►

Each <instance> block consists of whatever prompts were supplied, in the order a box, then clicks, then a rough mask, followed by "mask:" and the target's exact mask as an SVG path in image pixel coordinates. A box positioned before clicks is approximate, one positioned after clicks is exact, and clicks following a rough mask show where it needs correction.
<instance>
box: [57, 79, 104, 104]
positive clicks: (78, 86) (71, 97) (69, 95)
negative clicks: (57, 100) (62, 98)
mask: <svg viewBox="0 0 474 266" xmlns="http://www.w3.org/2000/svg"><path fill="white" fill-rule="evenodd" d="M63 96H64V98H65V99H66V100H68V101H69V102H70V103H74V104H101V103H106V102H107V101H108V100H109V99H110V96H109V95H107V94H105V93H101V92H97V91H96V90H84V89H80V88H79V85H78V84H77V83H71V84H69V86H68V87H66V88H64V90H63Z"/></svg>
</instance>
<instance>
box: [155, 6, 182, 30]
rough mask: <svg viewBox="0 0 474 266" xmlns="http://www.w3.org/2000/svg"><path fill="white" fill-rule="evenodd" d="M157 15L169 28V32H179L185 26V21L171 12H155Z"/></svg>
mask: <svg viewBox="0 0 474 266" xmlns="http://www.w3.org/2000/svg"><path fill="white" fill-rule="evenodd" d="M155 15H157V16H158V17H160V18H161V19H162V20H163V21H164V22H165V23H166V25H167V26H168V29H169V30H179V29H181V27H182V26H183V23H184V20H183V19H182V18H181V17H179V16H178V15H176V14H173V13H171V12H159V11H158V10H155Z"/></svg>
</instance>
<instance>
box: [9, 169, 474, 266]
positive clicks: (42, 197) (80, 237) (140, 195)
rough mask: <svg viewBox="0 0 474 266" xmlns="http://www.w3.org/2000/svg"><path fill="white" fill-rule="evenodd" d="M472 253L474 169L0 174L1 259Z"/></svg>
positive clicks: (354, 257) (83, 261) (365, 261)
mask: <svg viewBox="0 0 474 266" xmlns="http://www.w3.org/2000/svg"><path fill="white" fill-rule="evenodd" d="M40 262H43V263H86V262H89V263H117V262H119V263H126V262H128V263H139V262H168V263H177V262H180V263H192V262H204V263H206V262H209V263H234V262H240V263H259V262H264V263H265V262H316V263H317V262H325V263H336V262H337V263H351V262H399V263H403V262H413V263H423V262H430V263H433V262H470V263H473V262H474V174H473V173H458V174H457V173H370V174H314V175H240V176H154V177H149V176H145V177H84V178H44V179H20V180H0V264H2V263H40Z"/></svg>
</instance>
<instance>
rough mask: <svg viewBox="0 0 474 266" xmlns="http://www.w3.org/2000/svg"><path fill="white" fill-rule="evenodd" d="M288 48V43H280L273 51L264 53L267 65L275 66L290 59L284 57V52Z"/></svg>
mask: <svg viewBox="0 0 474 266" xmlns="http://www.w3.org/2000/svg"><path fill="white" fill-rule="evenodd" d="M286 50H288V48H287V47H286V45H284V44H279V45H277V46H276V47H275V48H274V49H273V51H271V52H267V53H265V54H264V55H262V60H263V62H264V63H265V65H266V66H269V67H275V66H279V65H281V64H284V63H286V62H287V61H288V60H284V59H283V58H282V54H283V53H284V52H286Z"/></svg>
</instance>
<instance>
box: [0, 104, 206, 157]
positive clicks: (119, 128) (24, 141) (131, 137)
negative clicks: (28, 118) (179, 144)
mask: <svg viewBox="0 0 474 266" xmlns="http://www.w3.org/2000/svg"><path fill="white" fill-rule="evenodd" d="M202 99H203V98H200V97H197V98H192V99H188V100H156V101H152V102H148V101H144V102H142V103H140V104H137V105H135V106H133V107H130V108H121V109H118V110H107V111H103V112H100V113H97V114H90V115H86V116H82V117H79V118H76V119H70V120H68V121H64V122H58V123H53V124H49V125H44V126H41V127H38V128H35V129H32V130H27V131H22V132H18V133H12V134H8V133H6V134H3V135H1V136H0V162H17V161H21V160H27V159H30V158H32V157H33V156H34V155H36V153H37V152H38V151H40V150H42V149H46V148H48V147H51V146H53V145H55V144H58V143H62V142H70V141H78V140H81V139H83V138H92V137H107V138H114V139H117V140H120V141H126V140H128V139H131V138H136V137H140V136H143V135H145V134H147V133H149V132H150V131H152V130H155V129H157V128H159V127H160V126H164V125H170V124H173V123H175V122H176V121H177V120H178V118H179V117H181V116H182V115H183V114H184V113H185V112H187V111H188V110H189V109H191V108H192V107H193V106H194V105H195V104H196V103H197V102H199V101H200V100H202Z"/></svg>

◄

Task directions
Exactly as they are written, print the entries again.

Finished exercise
Each <instance> block consists of whatever prompts were supplied, in the order a box, then clicks, then a rough mask, followed by "mask:" and the target's exact mask as an SVG path in image pixel coordinates. A box positioned before clicks is approximate, one positioned after clicks is exact, and clicks following a rough mask show where it needs correction.
<instance>
box: [57, 79, 104, 104]
positive clicks: (78, 86) (71, 97) (69, 95)
negative clicks: (57, 100) (62, 98)
mask: <svg viewBox="0 0 474 266" xmlns="http://www.w3.org/2000/svg"><path fill="white" fill-rule="evenodd" d="M63 96H64V98H65V99H66V100H68V101H69V102H70V103H74V104H101V103H106V102H107V101H108V100H109V99H110V96H109V95H107V94H105V93H101V92H97V91H96V90H84V89H80V88H79V85H78V84H77V83H71V84H69V86H68V87H66V88H64V90H63Z"/></svg>
</instance>
<instance>
box: [155, 6, 182, 30]
rough mask: <svg viewBox="0 0 474 266" xmlns="http://www.w3.org/2000/svg"><path fill="white" fill-rule="evenodd" d="M157 15L169 28V32H179L185 26V21L171 12H155Z"/></svg>
mask: <svg viewBox="0 0 474 266" xmlns="http://www.w3.org/2000/svg"><path fill="white" fill-rule="evenodd" d="M155 15H157V16H158V17H160V18H161V19H162V20H163V21H164V22H165V23H166V25H167V26H168V29H169V30H179V29H181V27H182V26H183V23H184V20H183V19H182V18H181V17H179V16H178V15H176V14H173V13H171V12H159V11H158V10H155Z"/></svg>
</instance>
<instance>
box: [9, 169, 474, 266]
positive clicks: (42, 197) (80, 237) (140, 195)
rough mask: <svg viewBox="0 0 474 266" xmlns="http://www.w3.org/2000/svg"><path fill="white" fill-rule="evenodd" d="M472 253L474 169L0 174L1 259Z"/></svg>
positive clicks: (354, 257) (83, 261) (365, 261)
mask: <svg viewBox="0 0 474 266" xmlns="http://www.w3.org/2000/svg"><path fill="white" fill-rule="evenodd" d="M40 262H43V263H86V262H89V263H117V262H119V263H126V262H128V263H139V262H168V263H177V262H180V263H192V262H204V263H206V262H209V263H234V262H240V263H259V262H264V263H265V262H316V263H317V262H325V263H336V262H337V263H351V262H399V263H403V262H413V263H423V262H430V263H433V262H470V263H473V262H474V174H473V173H458V174H457V173H370V174H314V175H240V176H154V177H149V176H145V177H84V178H44V179H20V180H0V264H2V263H40Z"/></svg>
</instance>
<instance>
rough mask: <svg viewBox="0 0 474 266" xmlns="http://www.w3.org/2000/svg"><path fill="white" fill-rule="evenodd" d="M288 48V43H280L273 51L264 53L267 65L275 66L290 59L284 57V52Z"/></svg>
mask: <svg viewBox="0 0 474 266" xmlns="http://www.w3.org/2000/svg"><path fill="white" fill-rule="evenodd" d="M286 50H288V48H287V47H286V45H284V44H279V45H277V46H276V47H275V48H274V49H273V51H271V52H267V53H265V54H264V55H262V60H263V62H264V63H265V65H266V66H269V67H275V66H279V65H281V64H284V63H286V62H287V61H288V60H284V59H283V58H282V54H283V53H284V52H286Z"/></svg>
</instance>
<instance>
box: [0, 104, 206, 157]
positive clicks: (119, 128) (24, 141) (131, 137)
negative clicks: (28, 118) (179, 144)
mask: <svg viewBox="0 0 474 266" xmlns="http://www.w3.org/2000/svg"><path fill="white" fill-rule="evenodd" d="M202 99H203V98H200V97H197V98H192V99H188V100H156V101H152V102H148V101H144V102H142V103H140V104H137V105H135V106H133V107H130V108H121V109H118V110H107V111H103V112H100V113H97V114H90V115H86V116H82V117H79V118H76V119H70V120H68V121H64V122H58V123H53V124H49V125H44V126H41V127H38V128H35V129H32V130H27V131H22V132H18V133H12V134H8V133H6V134H3V135H1V136H0V162H17V161H21V160H27V159H30V158H32V157H33V156H34V155H36V153H37V152H38V151H40V150H42V149H46V148H48V147H51V146H53V145H55V144H58V143H62V142H70V141H78V140H81V139H83V138H92V137H107V138H114V139H117V140H120V141H126V140H128V139H131V138H136V137H140V136H143V135H145V134H147V133H149V132H150V131H152V130H155V129H157V128H159V127H160V126H164V125H170V124H173V123H175V122H176V121H177V120H178V118H179V117H181V116H182V115H183V114H184V113H185V112H187V111H188V110H189V109H191V108H192V107H193V106H194V105H195V104H196V103H197V102H199V101H200V100H202Z"/></svg>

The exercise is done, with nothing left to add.